=== Document segment ===
Knowledge Distillation & Model Compression¶
✨ Bit: GPT-4 knows a lot, but it's enormous and expensive. Distillation is like a PhD student learning from a professor — the student ends up much smaller but captures most of the professor's knowledge. That's how Phi-3 (3.8B) can compete with models 100x its size.
★ TL;DR¶
- What: Techniques to create smaller, faster, cheaper models that retain the capabilities of larger ones
- Why: You can't run GPT-4 on a phone. But you CAN distill its knowledge into a 7B model that runs anywhere.
- Key point: Distillation transfers "dark knowledge" (soft probabilities, reasoning patterns) from teacher to student, not just the final answers. This produces students far better than training from scratch.
★ Overview¶
Definition¶
Knowledge Distillation (KD): Training a small "student" model to mimic the behavior of a large "teacher" model. The student learns from the teacher's softmax distribution (soft labels) rather than just hard labels.
Model Compression: The umbrella term for making models smaller/faster, including distillation, pruning, quantization, and architecture changes.
Scope¶
Covers distillation and pruning. For quantization (INT4/INT8/FP8), see Inference Optimization. For fine-tuning (LoRA/QLoRA), see Fine Tuning.
Significance¶
- How DeepSeek-R1-Distill-Qwen-32B and Phi-3 models are created
- Critical for edge deployment (mobile, IoT, embedded)
- Reduces inference costs 10-100x while retaining 80-95% quality
- Hot interview topic: "How would you deploy an LLM on device?"
★ Deep Dive¶
The Distillation Framework¶
┌─────────────────────────────────────────────────┐
│ KNOWLEDGE DISTILLATION │
│ │
│ TEACHER (large, expensive) │
│ ┌──────────────────────┐ │
│ │ GPT-4 / R1 / 70B │ │
│ │ Input: "What is AI?"│ │
│ │ Output distribution:│ │
│ │ AI: 0.35 │ ← "Soft labels" │
│ │ ML: 0.25 │ Rich information! │
│ │ robot: 0.15 │ "AI and ML are │
│ │ code: 0.10 │ related" is encoded │
│ │ other: 0.15 │ in these probs. │
│ └──────────┬───────────┘ │
│ │ soft probabilities │
│ ▼ │
│ STUDENT (small, efficient) │
│ ┌──────────────────────┐ │
│ │ 7B / 3B / 1B model │ │
│ │ Learns to match the │ │
│ │ teacher's soft │ │
│ │ distribution, not │ │
│ │ just the right │ │
│ │ answer │ │
│ └──────────────────────┘ │
│ │
│ LOSS = α × KL(teacher_soft, student_soft) │
│ + (1-α) × CrossEntropy(student, labels) │
│ │
│ Temperature T → softens distributions │
│ Higher T → more "dark knowledge" transfer │
└─────────────────────────────────────────────────┘
Types of Distillation¶
| Type | How It Works | Example |
|---|---|---|
| Response-based | Student mimics teacher's output distribution | Classic: soft label matching |
| Feature-based | Student mimics teacher's intermediate representations | Match hidden layer activations |
| Relation-based | Student learns relationships between samples | Contrastive distillation |
| Rationale-based | Teacher generates step-by-step reasoning as training data | DeepSeek-R1 → R1-Distill-Qwen |
| Multi-teacher | Multiple teachers guide one student | Ensemble knowledge transfer |
| Self-distillation | Model teaches itself (larger layers → smaller) | Born-again networks |
Rationale Distillation (Modern LLM Pattern)¶
The most common pattern in 2025-2026:
1. Teacher generates high-quality outputs
Teacher (R1): "Let me think... [reasoning chain] ... Answer: 42"
=== Record set ===
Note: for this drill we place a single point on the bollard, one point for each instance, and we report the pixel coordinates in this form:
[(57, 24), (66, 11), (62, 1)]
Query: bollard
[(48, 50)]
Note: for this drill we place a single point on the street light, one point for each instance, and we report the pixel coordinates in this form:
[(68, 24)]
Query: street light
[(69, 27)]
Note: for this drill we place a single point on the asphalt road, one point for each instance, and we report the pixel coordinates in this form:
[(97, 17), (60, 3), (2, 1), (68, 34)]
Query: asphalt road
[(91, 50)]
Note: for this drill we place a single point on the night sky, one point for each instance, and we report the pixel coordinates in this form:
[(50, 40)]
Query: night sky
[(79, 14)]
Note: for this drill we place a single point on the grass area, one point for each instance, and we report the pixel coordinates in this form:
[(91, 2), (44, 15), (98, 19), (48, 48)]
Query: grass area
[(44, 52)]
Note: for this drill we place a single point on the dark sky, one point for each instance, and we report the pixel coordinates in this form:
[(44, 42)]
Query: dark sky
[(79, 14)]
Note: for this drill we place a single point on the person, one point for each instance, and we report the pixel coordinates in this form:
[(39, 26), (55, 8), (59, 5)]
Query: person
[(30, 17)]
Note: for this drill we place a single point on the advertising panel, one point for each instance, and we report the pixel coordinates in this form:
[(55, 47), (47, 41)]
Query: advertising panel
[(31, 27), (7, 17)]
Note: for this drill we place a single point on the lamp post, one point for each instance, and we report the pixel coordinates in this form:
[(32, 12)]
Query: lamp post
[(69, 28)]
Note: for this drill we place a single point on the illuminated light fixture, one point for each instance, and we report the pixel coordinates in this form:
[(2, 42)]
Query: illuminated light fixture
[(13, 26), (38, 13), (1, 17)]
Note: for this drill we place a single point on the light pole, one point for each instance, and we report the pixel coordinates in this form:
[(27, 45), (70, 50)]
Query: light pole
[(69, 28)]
===
• [Your instructions]: Extend the knowledge distillation and model compression page above, starting right after its last line.

• [Your response]:
2. Collect outputs as training data
dataset = [(input, teacher_output) for input in prompts]
3. Fine-tune student on teacher's outputs
Student (7B) trained on (input, reasoning + answer) pairs
This is how:
DeepSeek-R1 → R1-Distill-Qwen-14B, R1-Distill-Llama-70B
GPT-4 → Alpaca/Vicuna (early 2023, simpler version)
GPT-4 → Phi-3 (via synthetic data distillation)
Other Compression Techniques¶
PRUNING: Remove unimportant weights/neurons/layers
Before: ●─●─●─●─● (all connections active)
After: ●─ ─●─ ─● (weak connections removed)
Types:
- Unstructured: Remove individual weights (sparse matrix)
- Structured: Remove entire neurons/heads/layers (faster)
- Width pruning: Fewer neurons per layer
- Depth pruning: Fewer layers (layer dropping)
Results: 20-50% size reduction with <5% quality loss
QUANTIZATION: Reduce number precision
(covered in detail in [Inference Optimization](../inference/inference-optimization.md))
FP32 → FP16 → INT8 → INT4
Each step: ~2x smaller, slight quality trade-off
ARCHITECTURE CHANGES:
- Replace attention with more efficient variants
- Reduce hidden dimensions
- Fewer layers
- Smaller vocabulary
Compression Comparison¶
| Technique | Size Reduction | Speed Gain | Quality Loss | Effort |
|---|---|---|---|---|
| Distillation | 10-50x | 10-50x | 5-20% | High (need teacher data) |
| Pruning | 2-5x | 2-3x | 2-10% | Medium |
| Quantization (INT4) | 4x | 2-3x | 1-5% | Low (post-hoc) |
| LoRA/QLoRA | ~same size | ~same | Tuned for task | Low |
| Combined | 50-200x | 20-100x | 10-25% | High |
Real-World Distillation Examples¶
| Teacher | Student | Size Ratio | Quality Retained |
|---|---|---|---|
| DeepSeek-R1 (671B) | R1-Distill-Qwen-32B | 21x smaller | ~85-90% on reasoning |
| DeepSeek-R1 (671B) | R1-Distill-Qwen-7B | 96x smaller | ~70-80% on reasoning |
| GPT-4 (1.8T est.) | Phi-3 (3.8B) | ~470x smaller | ~75-85% on benchmarks |
| Claude/GPT-4 | Orca-2 (13B) | ~140x smaller | Strong step-by-step reasoning |
◆ Quick Reference¶
DISTILLATION DECISION TREE:
Need to deploy on edge/mobile?
→ Quantize (INT4) + distill to small model
Need reasoning capability in small model?
→ Rationale distillation from o1/R1
Need domain-specific small model?
→ Fine-tune small model on teacher-generated domain data
Need fastest possible inference?
→ Distill + quantize + prune (all three)
KEY INSIGHT:
Distillation ≠ just fine-tuning on outputs.
The soft probability distribution contains MORE information
than hard labels. "AI" at 0.35 and "ML" at 0.25 tells the
student that AI and ML are related. Hard label "AI" doesn't.
○ Gotchas & Common Mistakes¶
- ⚠️ Distilling from API outputs may violate ToS: OpenAI/Anthropic prohibit using their outputs to train competing models. Check terms.
- ⚠️ Not everything transfers: Distillation works best for surface knowledge. Deep reasoning and world knowledge transfer is harder.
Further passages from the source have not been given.